*Task to carry out*
Find each line in the rows below that contains the word "patch", and copy those lines out. Matching is case-sensitive.

BEGIN Exercise material

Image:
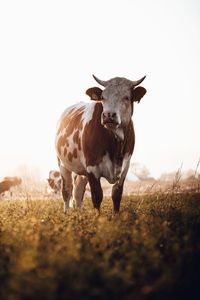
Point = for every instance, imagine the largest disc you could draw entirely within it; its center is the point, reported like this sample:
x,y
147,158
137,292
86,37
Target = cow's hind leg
x,y
96,191
117,191
79,189
67,186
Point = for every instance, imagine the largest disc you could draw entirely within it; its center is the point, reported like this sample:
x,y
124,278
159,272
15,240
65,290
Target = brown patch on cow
x,y
65,151
72,121
79,144
56,174
76,137
70,156
75,153
77,140
97,140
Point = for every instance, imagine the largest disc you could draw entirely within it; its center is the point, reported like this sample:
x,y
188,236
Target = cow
x,y
54,181
96,139
7,183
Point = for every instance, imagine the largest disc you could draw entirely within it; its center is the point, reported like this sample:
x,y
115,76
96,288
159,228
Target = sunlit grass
x,y
150,251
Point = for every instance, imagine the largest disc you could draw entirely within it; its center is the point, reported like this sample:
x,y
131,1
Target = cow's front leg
x,y
117,191
79,189
66,183
96,191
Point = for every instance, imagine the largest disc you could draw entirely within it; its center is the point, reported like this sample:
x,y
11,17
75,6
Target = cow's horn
x,y
101,82
138,81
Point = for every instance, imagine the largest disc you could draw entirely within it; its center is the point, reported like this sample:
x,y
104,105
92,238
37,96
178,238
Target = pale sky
x,y
50,49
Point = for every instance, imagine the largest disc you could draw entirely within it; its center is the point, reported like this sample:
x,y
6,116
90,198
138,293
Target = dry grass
x,y
150,251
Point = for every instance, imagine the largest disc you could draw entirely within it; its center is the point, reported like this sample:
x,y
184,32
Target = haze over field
x,y
49,51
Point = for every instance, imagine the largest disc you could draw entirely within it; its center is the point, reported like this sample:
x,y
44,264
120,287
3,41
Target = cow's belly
x,y
76,165
110,170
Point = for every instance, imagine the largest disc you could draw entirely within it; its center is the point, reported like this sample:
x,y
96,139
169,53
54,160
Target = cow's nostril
x,y
114,115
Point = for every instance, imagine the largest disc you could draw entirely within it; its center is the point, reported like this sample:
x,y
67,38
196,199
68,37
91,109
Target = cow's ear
x,y
138,93
94,93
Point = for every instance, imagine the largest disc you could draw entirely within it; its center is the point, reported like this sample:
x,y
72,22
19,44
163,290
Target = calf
x,y
54,181
8,182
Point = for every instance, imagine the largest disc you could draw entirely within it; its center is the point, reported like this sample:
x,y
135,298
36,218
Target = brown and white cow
x,y
8,182
96,139
54,181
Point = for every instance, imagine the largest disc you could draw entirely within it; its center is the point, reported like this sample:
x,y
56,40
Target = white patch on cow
x,y
119,133
109,170
88,113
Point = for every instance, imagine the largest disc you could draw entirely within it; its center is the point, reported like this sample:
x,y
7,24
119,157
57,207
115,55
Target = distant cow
x,y
96,139
54,181
8,182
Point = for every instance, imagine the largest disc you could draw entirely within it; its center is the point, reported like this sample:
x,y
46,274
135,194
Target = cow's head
x,y
117,99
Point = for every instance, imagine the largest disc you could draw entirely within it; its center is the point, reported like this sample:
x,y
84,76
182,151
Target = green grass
x,y
150,251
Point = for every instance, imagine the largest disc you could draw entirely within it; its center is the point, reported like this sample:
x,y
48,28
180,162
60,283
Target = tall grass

END Exercise material

*Task result*
Target = brown patch on cow
Target = white patch on cow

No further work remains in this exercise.